Stated goal A:
Pick out every line of the records below that contains the word "image", matching case exactly, and copy each such line in full.

How to find the latest folder and unzip it using Python in the DataBricks notebook (On Top of AWS )?

5 min readJul 1, 2023

Introduction

In this blog, we are going to talk about how to find the latest folder and how to unzip it using Python in the databricks notebook.

Pre-requisites to try out this blog

AWS Account (without this, we can fetch the files from the S3 bucket, but we can’t use the DataBricks cluster as well, (which is really important).
Databricks Community Account (it has a 14-day free trial and will not ask you for credit card details!! :P )
Python Knowledge (Ah ! necessary)
Proper Permissions to use databricks with your AWS account (check the bottom of this blog for setup links that you can follow all along)

What is Databricks ?

Databricks is a single, cloud-based platform that can handle all of your data needs, which means it’s also a single platform on which your entire data team can collaborate. Databricks is fast, cost-effective, and inherently scales to very large data sets. Databricks is run on top of your existing cloud, whether that’s Amazon Web Services (AWS), Microsoft Azure, Google Cloud, or even a multi-cloud combination of those.

What is Mount Point and How to create mount point in Databricks?

A Mount Point is a directory in a file system where additional information is logically connected from storage locations outside the operating system’s root device and partitions. For Example,

S3 Bucket, USB drives, etc. (which are external storage devices and locations). To help us access the group of files in a file system structure for a user or a user group.

Databricks has its own utility library called dbutils. It helps us perform powerful combinations of tasks.

In the below code block using Python, we will be using dbutils.fs.mount() to create a mount in the databricks by passing two parameters in the function: the first is the external storage you want to connect, like in our case, AWS S3 Bucket, and another parameter will be the name of our mount point. In our case, we are going to name it as file_access_mount_point. Even You can add extra configurations inside dbutils.fs.mount() by mentioning extra_configs=//something as a third parameter.

Stored records:

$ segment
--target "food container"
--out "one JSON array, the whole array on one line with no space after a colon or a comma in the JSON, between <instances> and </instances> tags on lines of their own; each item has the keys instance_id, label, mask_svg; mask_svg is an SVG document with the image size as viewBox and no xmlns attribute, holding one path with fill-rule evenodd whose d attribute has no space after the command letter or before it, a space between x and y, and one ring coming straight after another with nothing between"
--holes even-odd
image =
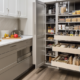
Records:
<instances>
[{"instance_id":1,"label":"food container","mask_svg":"<svg viewBox=\"0 0 80 80\"><path fill-rule=\"evenodd\" d=\"M71 22L71 18L66 18L66 22Z\"/></svg>"},{"instance_id":2,"label":"food container","mask_svg":"<svg viewBox=\"0 0 80 80\"><path fill-rule=\"evenodd\" d=\"M59 18L59 22L65 22L64 18Z\"/></svg>"},{"instance_id":3,"label":"food container","mask_svg":"<svg viewBox=\"0 0 80 80\"><path fill-rule=\"evenodd\" d=\"M70 27L69 27L69 30L73 30L73 29L74 29L74 27L73 27L73 26L70 26Z\"/></svg>"},{"instance_id":4,"label":"food container","mask_svg":"<svg viewBox=\"0 0 80 80\"><path fill-rule=\"evenodd\" d=\"M73 58L72 58L72 56L69 57L69 64L73 64Z\"/></svg>"},{"instance_id":5,"label":"food container","mask_svg":"<svg viewBox=\"0 0 80 80\"><path fill-rule=\"evenodd\" d=\"M77 22L80 22L80 17L77 18Z\"/></svg>"},{"instance_id":6,"label":"food container","mask_svg":"<svg viewBox=\"0 0 80 80\"><path fill-rule=\"evenodd\" d=\"M66 27L66 30L69 30L69 27Z\"/></svg>"},{"instance_id":7,"label":"food container","mask_svg":"<svg viewBox=\"0 0 80 80\"><path fill-rule=\"evenodd\" d=\"M62 25L62 30L65 30L66 25Z\"/></svg>"},{"instance_id":8,"label":"food container","mask_svg":"<svg viewBox=\"0 0 80 80\"><path fill-rule=\"evenodd\" d=\"M66 12L66 7L64 7L64 6L61 7L61 11L60 12L61 12L61 14L64 14Z\"/></svg>"},{"instance_id":9,"label":"food container","mask_svg":"<svg viewBox=\"0 0 80 80\"><path fill-rule=\"evenodd\" d=\"M78 25L75 25L74 26L74 30L78 30L79 29L79 26Z\"/></svg>"},{"instance_id":10,"label":"food container","mask_svg":"<svg viewBox=\"0 0 80 80\"><path fill-rule=\"evenodd\" d=\"M59 30L62 30L62 25L59 25L58 27L59 27Z\"/></svg>"},{"instance_id":11,"label":"food container","mask_svg":"<svg viewBox=\"0 0 80 80\"><path fill-rule=\"evenodd\" d=\"M51 63L52 57L49 57L49 62Z\"/></svg>"},{"instance_id":12,"label":"food container","mask_svg":"<svg viewBox=\"0 0 80 80\"><path fill-rule=\"evenodd\" d=\"M72 22L77 22L77 18L72 18Z\"/></svg>"},{"instance_id":13,"label":"food container","mask_svg":"<svg viewBox=\"0 0 80 80\"><path fill-rule=\"evenodd\" d=\"M1 38L3 38L6 34L9 35L9 30L1 30Z\"/></svg>"}]
</instances>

Stated goal B:
Retype the whole Databricks post above, word for word and line for line.

Exercise output A:
--out "one JSON array, the whole array on one line with no space after a colon or a comma in the JSON, between <instances> and </instances> tags on lines of their own; each item has the keys instance_id, label, mask_svg; mask_svg is an SVG document with the image size as viewBox and no xmlns attribute, holding one path with fill-rule evenodd whose d attribute has no space after the command letter or before it, a space between x and y, and one ring coming straight after another with nothing between"
image =

Exercise output B:
How to find the latest folder and unzip it using Python in the DataBricks notebook (On Top of AWS )?

5 min readJul 1, 2023

Introduction

In this blog, we are going to talk about how to find the latest folder and how to unzip it using Python in the databricks notebook.

Pre-requisites to try out this blog

AWS Account (without this, we can fetch the files from the S3 bucket, but we can’t use the DataBricks cluster as well, (which is really important).
Databricks Community Account (it has a 14-day free trial and will not ask you for credit card details!! :P )
Python Knowledge (Ah ! necessary)
Proper Permissions to use databricks with your AWS account (check the bottom of this blog for setup links that you can follow all along)

What is Databricks ?

Databricks is a single, cloud-based platform that can handle all of your data needs, which means it’s also a single platform on which your entire data team can collaborate. Databricks is fast, cost-effective, and inherently scales to very large data sets. Databricks is run on top of your existing cloud, whether that’s Amazon Web Services (AWS), Microsoft Azure, Google Cloud, or even a multi-cloud combination of those.

What is Mount Point and How to create mount point in Databricks?

A Mount Point is a directory in a file system where additional information is logically connected from storage locations outside the operating system’s root device and partitions. For Example,

S3 Bucket, USB drives, etc. (which are external storage devices and locations). To help us access the group of files in a file system structure for a user or a user group.

Databricks has its own utility library called dbutils. It helps us perform powerful combinations of tasks.

In the below code block using Python, we will be using dbutils.fs.mount() to create a mount in the databricks by passing two parameters in the function: the first is the external storage you want to connect, like in our case, AWS S3 Bucket, and another parameter will be the name of our mount point. In our case, we are going to name it as file_access_mount_point. Even You can add extra configurations inside dbutils.fs.mount() by mentioning extra_configs=//something as a third parameter.